SHORT TASK → Which lines in the material below contain the word "mountain"? Copy each of those lines.

------------------------------------

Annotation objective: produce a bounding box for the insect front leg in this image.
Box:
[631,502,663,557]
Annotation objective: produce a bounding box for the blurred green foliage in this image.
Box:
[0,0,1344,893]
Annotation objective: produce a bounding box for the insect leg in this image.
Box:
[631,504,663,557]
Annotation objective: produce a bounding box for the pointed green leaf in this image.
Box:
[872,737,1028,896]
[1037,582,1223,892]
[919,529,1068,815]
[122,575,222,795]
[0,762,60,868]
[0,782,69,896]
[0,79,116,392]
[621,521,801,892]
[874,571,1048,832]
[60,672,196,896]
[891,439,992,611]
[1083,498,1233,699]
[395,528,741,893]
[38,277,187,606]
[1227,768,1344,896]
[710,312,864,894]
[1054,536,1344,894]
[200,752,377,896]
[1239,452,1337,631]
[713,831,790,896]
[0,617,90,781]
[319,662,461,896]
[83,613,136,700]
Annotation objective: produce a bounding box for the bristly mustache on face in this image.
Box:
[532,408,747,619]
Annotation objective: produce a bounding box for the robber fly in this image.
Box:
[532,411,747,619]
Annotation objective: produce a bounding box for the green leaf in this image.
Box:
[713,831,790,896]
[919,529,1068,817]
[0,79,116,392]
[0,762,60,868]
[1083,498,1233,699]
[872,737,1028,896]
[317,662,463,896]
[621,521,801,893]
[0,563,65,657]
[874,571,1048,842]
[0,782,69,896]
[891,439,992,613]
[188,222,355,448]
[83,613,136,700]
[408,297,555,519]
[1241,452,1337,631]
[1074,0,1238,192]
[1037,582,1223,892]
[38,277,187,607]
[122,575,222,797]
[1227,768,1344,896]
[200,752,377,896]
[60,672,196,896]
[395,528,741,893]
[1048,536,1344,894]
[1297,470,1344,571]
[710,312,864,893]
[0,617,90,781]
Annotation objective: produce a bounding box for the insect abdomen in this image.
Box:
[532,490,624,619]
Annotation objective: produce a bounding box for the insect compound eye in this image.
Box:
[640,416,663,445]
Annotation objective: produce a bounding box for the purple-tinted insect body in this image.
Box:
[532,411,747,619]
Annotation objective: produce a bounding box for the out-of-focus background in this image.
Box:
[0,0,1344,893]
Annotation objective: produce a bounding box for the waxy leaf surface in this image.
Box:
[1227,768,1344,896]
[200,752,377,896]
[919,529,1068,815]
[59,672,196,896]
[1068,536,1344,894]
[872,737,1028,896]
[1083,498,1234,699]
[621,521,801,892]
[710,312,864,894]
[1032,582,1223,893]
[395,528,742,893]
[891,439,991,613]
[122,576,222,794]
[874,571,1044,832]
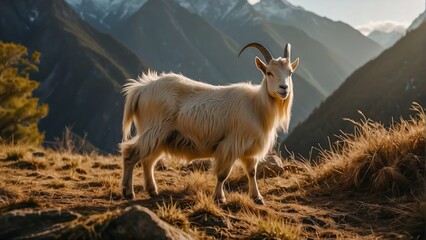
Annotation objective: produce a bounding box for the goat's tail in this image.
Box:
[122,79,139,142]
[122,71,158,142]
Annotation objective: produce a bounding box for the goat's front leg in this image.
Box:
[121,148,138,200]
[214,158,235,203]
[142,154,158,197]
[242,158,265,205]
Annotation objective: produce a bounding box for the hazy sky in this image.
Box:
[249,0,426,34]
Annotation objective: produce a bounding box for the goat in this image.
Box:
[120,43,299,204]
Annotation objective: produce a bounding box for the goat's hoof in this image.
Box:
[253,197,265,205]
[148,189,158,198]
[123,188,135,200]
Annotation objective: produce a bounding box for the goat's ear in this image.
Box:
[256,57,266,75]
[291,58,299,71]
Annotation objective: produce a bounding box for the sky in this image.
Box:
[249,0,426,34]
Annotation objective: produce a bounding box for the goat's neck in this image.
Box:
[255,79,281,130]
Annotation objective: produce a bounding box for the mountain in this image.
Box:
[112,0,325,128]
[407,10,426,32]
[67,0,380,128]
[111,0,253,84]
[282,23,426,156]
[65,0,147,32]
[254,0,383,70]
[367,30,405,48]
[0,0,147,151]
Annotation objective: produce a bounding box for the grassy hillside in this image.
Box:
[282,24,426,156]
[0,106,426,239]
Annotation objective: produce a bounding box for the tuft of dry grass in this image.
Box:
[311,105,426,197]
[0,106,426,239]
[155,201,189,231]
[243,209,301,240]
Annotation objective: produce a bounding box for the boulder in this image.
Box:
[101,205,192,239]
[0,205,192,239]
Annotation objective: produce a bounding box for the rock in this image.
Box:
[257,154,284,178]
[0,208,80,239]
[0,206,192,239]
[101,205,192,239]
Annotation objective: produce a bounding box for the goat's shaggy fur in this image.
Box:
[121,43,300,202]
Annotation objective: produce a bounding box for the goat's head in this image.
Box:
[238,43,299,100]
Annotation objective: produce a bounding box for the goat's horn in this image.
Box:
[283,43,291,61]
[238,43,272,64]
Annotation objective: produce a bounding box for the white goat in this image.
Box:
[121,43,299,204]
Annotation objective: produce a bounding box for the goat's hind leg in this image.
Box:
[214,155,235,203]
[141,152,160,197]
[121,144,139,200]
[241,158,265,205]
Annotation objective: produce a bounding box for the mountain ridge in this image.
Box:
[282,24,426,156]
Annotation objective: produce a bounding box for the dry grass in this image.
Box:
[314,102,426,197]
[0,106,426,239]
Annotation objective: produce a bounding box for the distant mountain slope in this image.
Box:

------------------------------------

SOLUTION TO THIS EXERCISE →
Annotation objective: produce a bounding box for the mountain in this image.
Annotation objective: produce a bounding box for the mountain ridge in this image.
Annotation objective: produce a bounding box for the distant mountain slope in this image.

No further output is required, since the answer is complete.